Quote the data below in full, please, without altering anything.
▼▼▼
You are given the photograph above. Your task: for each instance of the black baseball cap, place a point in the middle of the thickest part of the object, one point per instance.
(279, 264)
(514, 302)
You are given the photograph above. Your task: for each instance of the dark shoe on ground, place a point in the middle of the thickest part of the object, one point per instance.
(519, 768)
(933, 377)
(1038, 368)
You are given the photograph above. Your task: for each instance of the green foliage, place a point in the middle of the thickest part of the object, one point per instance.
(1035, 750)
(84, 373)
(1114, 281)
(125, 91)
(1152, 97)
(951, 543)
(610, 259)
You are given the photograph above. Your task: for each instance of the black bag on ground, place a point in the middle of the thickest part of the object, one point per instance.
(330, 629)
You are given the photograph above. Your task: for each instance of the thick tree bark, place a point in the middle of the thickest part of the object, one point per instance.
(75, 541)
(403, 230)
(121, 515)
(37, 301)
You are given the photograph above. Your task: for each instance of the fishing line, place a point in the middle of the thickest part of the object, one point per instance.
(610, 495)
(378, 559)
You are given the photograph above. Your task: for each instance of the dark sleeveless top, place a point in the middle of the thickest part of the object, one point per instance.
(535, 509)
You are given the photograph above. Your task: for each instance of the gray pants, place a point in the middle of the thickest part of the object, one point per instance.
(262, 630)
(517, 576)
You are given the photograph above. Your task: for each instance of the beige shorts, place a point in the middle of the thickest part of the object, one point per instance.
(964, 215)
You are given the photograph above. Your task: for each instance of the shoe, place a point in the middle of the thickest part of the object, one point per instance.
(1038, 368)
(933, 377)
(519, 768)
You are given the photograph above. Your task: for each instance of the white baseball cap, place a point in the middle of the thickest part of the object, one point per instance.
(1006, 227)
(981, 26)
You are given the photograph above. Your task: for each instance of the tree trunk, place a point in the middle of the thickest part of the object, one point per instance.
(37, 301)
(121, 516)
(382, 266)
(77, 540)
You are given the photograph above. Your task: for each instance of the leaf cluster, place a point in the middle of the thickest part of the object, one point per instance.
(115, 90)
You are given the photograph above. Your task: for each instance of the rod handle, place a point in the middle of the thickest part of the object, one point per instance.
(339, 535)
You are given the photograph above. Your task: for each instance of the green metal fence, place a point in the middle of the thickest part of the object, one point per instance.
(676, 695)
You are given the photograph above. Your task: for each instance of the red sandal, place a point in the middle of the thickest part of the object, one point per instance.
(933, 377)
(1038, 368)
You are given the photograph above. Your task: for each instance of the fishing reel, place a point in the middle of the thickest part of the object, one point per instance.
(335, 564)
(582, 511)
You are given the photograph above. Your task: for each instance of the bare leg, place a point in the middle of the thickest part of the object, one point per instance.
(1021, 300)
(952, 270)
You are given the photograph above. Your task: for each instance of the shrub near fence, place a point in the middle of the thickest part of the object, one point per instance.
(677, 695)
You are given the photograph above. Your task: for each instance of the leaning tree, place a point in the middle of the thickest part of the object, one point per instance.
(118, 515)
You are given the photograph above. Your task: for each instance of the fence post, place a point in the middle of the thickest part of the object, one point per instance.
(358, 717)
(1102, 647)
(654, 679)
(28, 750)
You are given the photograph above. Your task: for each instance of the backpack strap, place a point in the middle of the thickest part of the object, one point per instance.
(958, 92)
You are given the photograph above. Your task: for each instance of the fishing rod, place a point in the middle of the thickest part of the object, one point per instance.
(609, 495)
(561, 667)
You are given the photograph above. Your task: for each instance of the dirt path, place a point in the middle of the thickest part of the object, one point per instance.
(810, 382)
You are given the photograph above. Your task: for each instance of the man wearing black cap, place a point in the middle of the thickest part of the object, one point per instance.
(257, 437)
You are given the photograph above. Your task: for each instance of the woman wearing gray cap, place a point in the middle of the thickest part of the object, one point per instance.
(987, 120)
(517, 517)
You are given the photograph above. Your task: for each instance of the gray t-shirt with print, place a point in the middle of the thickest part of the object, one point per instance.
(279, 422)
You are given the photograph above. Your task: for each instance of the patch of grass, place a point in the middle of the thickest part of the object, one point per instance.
▲▲▲
_Result of this task_.
You are given the photograph above. Your task: for each instance of the black baseball cap, place a point in the middle of the thickest part of the object, one point per instance.
(279, 264)
(514, 302)
You are given the photograph above. Your task: for each instance of the dark shoe on ground, place a point in the middle of the thickest part of the object, one point per instance.
(519, 768)
(933, 377)
(1038, 368)
You are given the photograph above. Your task: for each instance of the green foliage, place a point in the middle of the thickest part of the object, one point per instance.
(1035, 750)
(84, 373)
(1114, 281)
(125, 91)
(1152, 97)
(951, 543)
(610, 259)
You are given the photograph above. Your task: for each instance of the black bag on ground, place a point in the middle of the thickest part of the object, one point per instance.
(330, 629)
You are given the photograph above. Your task: for each instance of the thick tree bark, place a point in the middle of the thickest part of the object, one point per instance.
(75, 541)
(403, 230)
(121, 515)
(37, 301)
You are given the photograph above. Your task: for each instance of the fishing line, place a point in the middle of the thickest part of the object, one point per instance.
(610, 495)
(378, 559)
You are given the photograph above. Your task: for each instance of the dark sleeveless top, place a point in the middle of the thickest part of the object, one point per instance.
(535, 509)
You are given the photograph above. Your task: for each instance of the gray pants, place a point in the middle of the thickest part of the object, one point per instance.
(262, 630)
(517, 576)
You are given the photograph above. Your task: for each instance of the beige shorts, place a point in the middle of the thickest part of the object, one point per instance.
(964, 215)
You are given the photograph above. Your task: for each instance of the shoe, place a point in the middle of the thickest part of the object, one point per instance.
(1038, 368)
(933, 377)
(519, 768)
You are given the photograph above. Your task: for each instance of the white baseball cap, place a point in the middle of the thickest part of the object, one point per instance.
(1006, 227)
(981, 26)
You are given the photograph above. Your task: for each instance of the tree trunk, place a point in the middle of the thickest part of the object, one point per instance.
(37, 301)
(121, 516)
(382, 266)
(77, 540)
You are given the photograph above. Your task: for each instance of the leaf cluster, place a point in the middle of the thickest part of the object, one point per instance.
(115, 90)
You are given the photograph above. Your task: for each instance of the rod handle, place a point in the middle of the thickest part of the object, one point per instance.
(339, 535)
You are given the photograph above. Your task: for each instance of the green metal fence, place a point in the middle of the thickest part of the object, one point per instance.
(676, 695)
You are given the photograph above. Your task: for each instance of the red sandal, place a point in the middle of the thickest part of the object, one point per instance.
(933, 377)
(1038, 368)
You are given the photograph above. Your task: for each instance of the fishing reel, place a point in the middle of the thickest part of the object, one point per instance.
(335, 564)
(582, 511)
You are given the photograph above. Your task: for each instance of the bare leg, place a point in the middle of the thickest part of the object, one point per instance.
(1021, 300)
(952, 270)
You are given the photograph above. Your task: for each instance of the shrub near fence, place a point in the middle of the thickest part of the object, one point per instance.
(677, 695)
You are given the photograph above. Your task: for each instance of the leaning tree, place a point in the middle of the thickest part of the object, one point per instance.
(118, 515)
You are given the photograph above. Your task: for each instance of the fence post, place a point in the middle of the thickest part of the object, one point per instance.
(358, 717)
(1102, 647)
(654, 679)
(28, 750)
You are given the photograph above. Your task: for each instance of the backpack strap, place a point in the middle of the thickest part of the object, one point per instance.
(958, 92)
You are given the photograph above. Your task: for each instance of the fishing rod, place a point in the middle of the thickest part of the object, one point per instance.
(609, 495)
(561, 667)
You are given the photograph above. Your task: for each instance of the dirt path, place a point in the middle of the thickest part of the object, one point per instance.
(810, 382)
You are given the photograph above. Your task: for each instance of the man wearing black cap, place a point in the middle of the thickest part of the object, one point per instance.
(257, 437)
You are given the photograph above. Your task: for each instance of the woman wearing gray cap, place a point in the middle of the thickest part of the object, one point per instance.
(987, 120)
(517, 517)
You are given the photograph above. Your task: for each instance of the gray t-shirt with print, place a point in the middle of the thickest part of the object, one point per instance.
(279, 422)
You are given the photograph above. Your task: for each instance of the patch of grass, place a point in the middle of the thickest part of the object, one point per instance.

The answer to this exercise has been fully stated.